» Text passage
+++

Montana's Medical Pot Law Trumped by Federal Law, Court Rules

By Andrew Chow, Esq. on January 31, 2012 | Last updated on March 21, 2019

Montana's medical marijuana law doesn't protect pot-smoking patients from federal prosecution, and even a Justice Department memo can't change that, a federal judge has ruled.

U.S. District Judge Donald Malloy dismissed a civil lawsuit brought by 14 Montana medical marijuana patients and providers whose homes and businesses were raided by federal agents last year, the Associated Press reports.

The medical-pot patients and providers were charged under federal laws that prohibit marijuana. But those charges fly in the face of a Justice Department memo that seemed to suggest the feds would not prosecute them, the patients' lawyers argued.

A 2009 memo by Deputy Attorney General David Ogden said federal prosecutors would not go after "individuals whose actions are in clear and unambiguous compliance with existing state laws providing for the medical use of marijuana," according to the AP. Voters approved Montana's medical marijuana law in 2004.

+++

» Data supplied

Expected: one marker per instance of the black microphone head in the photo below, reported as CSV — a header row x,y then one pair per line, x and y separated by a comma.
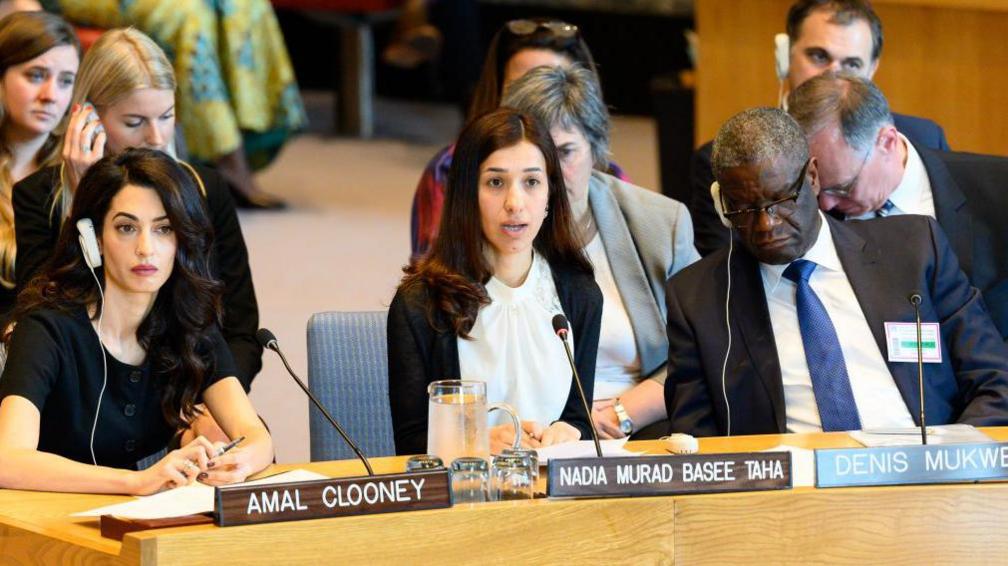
x,y
560,325
265,337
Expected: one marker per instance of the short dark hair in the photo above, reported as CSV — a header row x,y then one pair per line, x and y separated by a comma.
x,y
844,12
505,44
854,103
454,272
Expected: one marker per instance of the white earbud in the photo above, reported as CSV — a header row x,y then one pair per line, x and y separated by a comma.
x,y
719,205
89,243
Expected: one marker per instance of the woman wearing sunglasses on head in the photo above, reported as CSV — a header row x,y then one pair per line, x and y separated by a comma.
x,y
124,98
116,342
480,305
518,46
636,239
39,55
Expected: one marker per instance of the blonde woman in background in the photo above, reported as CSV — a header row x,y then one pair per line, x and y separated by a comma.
x,y
238,99
39,55
124,98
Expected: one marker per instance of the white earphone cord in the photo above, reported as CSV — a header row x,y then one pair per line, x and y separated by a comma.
x,y
728,326
105,367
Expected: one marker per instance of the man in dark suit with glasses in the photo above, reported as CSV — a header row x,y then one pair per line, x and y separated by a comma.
x,y
792,329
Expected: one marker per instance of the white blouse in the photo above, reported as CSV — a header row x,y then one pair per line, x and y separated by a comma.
x,y
617,367
515,351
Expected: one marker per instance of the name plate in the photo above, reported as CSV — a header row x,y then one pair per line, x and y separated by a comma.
x,y
895,465
668,475
321,499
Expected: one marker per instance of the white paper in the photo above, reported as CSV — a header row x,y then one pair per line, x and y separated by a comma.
x,y
938,434
802,464
187,500
585,449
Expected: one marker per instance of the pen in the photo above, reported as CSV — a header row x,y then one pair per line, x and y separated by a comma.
x,y
221,451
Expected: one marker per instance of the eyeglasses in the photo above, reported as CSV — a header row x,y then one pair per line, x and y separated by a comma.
x,y
745,217
528,27
844,190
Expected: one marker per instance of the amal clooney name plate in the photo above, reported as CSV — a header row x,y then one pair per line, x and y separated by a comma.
x,y
321,499
668,475
895,465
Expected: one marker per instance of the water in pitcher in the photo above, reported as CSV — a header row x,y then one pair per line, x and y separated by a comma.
x,y
457,426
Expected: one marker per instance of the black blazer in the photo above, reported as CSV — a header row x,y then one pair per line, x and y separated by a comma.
x,y
418,355
884,260
710,235
971,199
36,233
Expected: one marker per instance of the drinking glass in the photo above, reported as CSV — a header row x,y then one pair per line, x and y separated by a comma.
x,y
510,478
470,480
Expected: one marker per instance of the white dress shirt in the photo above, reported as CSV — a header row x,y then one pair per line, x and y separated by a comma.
x,y
913,194
879,402
515,350
617,367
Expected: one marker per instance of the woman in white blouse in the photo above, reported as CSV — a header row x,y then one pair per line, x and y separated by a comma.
x,y
480,305
636,239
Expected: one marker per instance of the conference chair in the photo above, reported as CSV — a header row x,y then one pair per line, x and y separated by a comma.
x,y
348,372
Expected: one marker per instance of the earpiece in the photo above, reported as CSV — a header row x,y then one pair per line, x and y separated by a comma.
x,y
89,243
719,206
782,62
781,54
93,258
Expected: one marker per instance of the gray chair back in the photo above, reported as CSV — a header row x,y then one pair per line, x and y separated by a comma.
x,y
348,372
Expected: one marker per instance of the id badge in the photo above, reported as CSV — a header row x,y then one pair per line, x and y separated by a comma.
x,y
901,339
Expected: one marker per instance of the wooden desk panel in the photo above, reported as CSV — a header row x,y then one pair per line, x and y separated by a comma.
x,y
919,524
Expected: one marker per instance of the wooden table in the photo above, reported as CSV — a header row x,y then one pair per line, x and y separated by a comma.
x,y
963,523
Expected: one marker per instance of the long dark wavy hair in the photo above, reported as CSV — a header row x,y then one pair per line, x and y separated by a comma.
x,y
455,271
505,44
175,331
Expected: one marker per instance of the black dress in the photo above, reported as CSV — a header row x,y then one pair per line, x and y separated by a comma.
x,y
55,363
36,230
418,355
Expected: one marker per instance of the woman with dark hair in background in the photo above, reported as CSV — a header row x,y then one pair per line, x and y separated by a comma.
x,y
117,341
636,239
479,305
39,55
518,46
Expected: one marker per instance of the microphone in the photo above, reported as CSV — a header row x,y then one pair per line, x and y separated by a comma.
x,y
268,341
561,328
915,300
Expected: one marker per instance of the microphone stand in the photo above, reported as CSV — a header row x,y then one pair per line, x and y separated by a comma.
x,y
915,300
346,437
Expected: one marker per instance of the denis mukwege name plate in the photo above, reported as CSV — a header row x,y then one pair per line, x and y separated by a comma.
x,y
668,475
320,499
894,465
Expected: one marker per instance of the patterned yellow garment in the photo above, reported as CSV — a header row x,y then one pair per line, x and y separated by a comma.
x,y
231,64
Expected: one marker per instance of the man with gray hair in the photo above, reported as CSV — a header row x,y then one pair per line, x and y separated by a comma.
x,y
793,332
869,169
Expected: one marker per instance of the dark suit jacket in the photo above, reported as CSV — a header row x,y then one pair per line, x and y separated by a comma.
x,y
971,197
36,234
418,354
884,260
710,235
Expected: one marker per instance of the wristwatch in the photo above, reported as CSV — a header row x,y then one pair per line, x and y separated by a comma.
x,y
626,423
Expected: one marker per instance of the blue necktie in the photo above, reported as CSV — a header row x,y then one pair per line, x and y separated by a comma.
x,y
885,210
831,384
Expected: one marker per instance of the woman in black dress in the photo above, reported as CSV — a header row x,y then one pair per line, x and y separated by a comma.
x,y
109,358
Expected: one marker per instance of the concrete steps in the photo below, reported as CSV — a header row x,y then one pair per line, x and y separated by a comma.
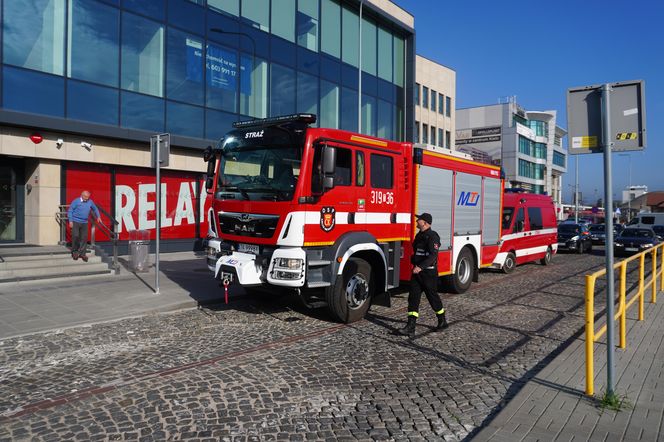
x,y
31,263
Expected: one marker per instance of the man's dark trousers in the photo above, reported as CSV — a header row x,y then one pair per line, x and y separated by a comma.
x,y
79,238
426,281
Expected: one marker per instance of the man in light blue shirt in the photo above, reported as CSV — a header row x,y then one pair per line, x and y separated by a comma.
x,y
79,211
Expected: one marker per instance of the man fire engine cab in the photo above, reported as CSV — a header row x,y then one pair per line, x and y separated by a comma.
x,y
329,213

+++

» Actions to take
• 1. Please copy everything from "By Andrew Chow, Esq." down to "judge has ruled." in the Montana medical marijuana article word for word.
• 2. Continue the article on the Montana medical marijuana ruling, starting after its last sentence.

» Responses to the tasks
• 1.
By Andrew Chow, Esq. on January 31, 2012 | Last updated on March 21, 2019

Montana's medical marijuana law doesn't protect pot-smoking patients from federal prosecution, and even a Justice Department memo can't change that, a federal judge has ruled.

• 2.
Still, Ogden's memo did not create a legal defense to violating the federal Controlled Substances Act, Judge Malloy wrote in his Jan. 20 decision.

"A reasonable person, having read the entirety of the Ogden Memo, could not conclude that the federal government was somehow authorizing the production and consumption of marijuana for medicinal purposes," Malloy wrote, according to the AP.

Malloy also cited the U.S. Constitution's supremacy clause, which states that federal laws trump state laws in the event of a conflict. A 2005 Supreme Court decision, Gonzales v. Raich, held that the supremacy clause applies in medical-marijuana cases, Malloy wrote.

That's a potential death sentence for Montana's medical marijuana industry, a patients' lawyer complained to the Gazette. The patients and providers are considering an appeal.